### GIVEN DATA
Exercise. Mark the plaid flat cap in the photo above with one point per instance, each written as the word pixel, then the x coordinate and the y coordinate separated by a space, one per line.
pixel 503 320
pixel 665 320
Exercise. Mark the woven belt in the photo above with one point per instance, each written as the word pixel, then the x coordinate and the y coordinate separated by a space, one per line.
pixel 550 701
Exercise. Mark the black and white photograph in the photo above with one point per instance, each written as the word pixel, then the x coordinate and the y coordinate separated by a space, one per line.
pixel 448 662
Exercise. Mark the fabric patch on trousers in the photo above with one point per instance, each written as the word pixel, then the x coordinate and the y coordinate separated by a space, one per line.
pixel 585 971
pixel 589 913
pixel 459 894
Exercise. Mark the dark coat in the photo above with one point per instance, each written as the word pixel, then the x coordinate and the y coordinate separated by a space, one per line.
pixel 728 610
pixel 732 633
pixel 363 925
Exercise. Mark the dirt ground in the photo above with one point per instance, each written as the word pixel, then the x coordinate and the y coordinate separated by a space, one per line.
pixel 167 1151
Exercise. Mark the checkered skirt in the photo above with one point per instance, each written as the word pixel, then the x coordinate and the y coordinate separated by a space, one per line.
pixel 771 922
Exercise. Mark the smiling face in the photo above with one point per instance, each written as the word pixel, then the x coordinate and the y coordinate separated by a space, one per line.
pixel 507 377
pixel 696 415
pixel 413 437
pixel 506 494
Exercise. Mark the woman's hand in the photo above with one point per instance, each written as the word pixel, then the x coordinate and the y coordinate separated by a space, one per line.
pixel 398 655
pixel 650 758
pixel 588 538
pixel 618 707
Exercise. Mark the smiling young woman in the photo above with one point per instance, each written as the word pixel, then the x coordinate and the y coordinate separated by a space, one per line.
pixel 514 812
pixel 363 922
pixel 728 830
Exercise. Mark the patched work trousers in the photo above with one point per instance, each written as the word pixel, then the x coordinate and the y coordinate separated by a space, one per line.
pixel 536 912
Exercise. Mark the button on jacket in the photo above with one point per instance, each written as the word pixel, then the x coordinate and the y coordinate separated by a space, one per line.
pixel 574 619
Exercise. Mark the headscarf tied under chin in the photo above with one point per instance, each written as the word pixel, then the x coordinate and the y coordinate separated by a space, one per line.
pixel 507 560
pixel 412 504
######
WHAT THIS TASK INVOLVES: Please lay out the lines above as a numbered list, leaving out any blank lines. Begin at the line that contains "Exercise. Mark the dark" and stop after the line that contains "pixel 574 619".

ANSWER TO THE PROBLEM:
1. Exercise. Mark the dark coat in the photo above with one point per instance, each written as the word pixel, then the x coordinate and the y coordinate separated by a space, one per line.
2. pixel 728 610
3. pixel 732 633
4. pixel 363 925
5. Exercise. Mark the dirt ground in the photo above with one point per instance, each written as the word pixel, then the x coordinate and the y coordinate separated by a space, one per line.
6. pixel 167 1151
7. Exercise. Mark the checkered skirt in the photo above with one point per instance, each written as the word pixel, then the x coordinate and the y coordinate separated by a space, one per line.
8. pixel 771 922
9. Exercise. Mark the smiling face in the photo above with one point per instance, each written as the word pixel, then the x coordinate and the y coordinate separated by a space, one per line.
10. pixel 507 377
11. pixel 696 415
12. pixel 413 437
13. pixel 506 494
14. Exercise. Mark the woman's hand in the photo above with one point per instance, each written as the word pixel, then the x coordinate and the y coordinate separated by a space, one per line.
15. pixel 398 655
16. pixel 650 758
17. pixel 588 538
18. pixel 618 707
19. Exercise. Mark the smiling young woman in the photo above with one point per instance, each written as the word pixel, then the x coordinate and the y coordinate separated by a space, one per line.
20. pixel 514 812
21. pixel 363 922
22. pixel 728 830
23. Exercise. Mark the patched work trousers in the photo above with one point per instance, each written as the word pixel, then the x coordinate and the y coordinate separated by a space, one per line.
24. pixel 536 912
25. Exercise. Mark the button on jacket in the photo above with one point per instance, each written as the word pixel, then the x coordinate and the y coordinate separated by a space, one per line.
26. pixel 574 619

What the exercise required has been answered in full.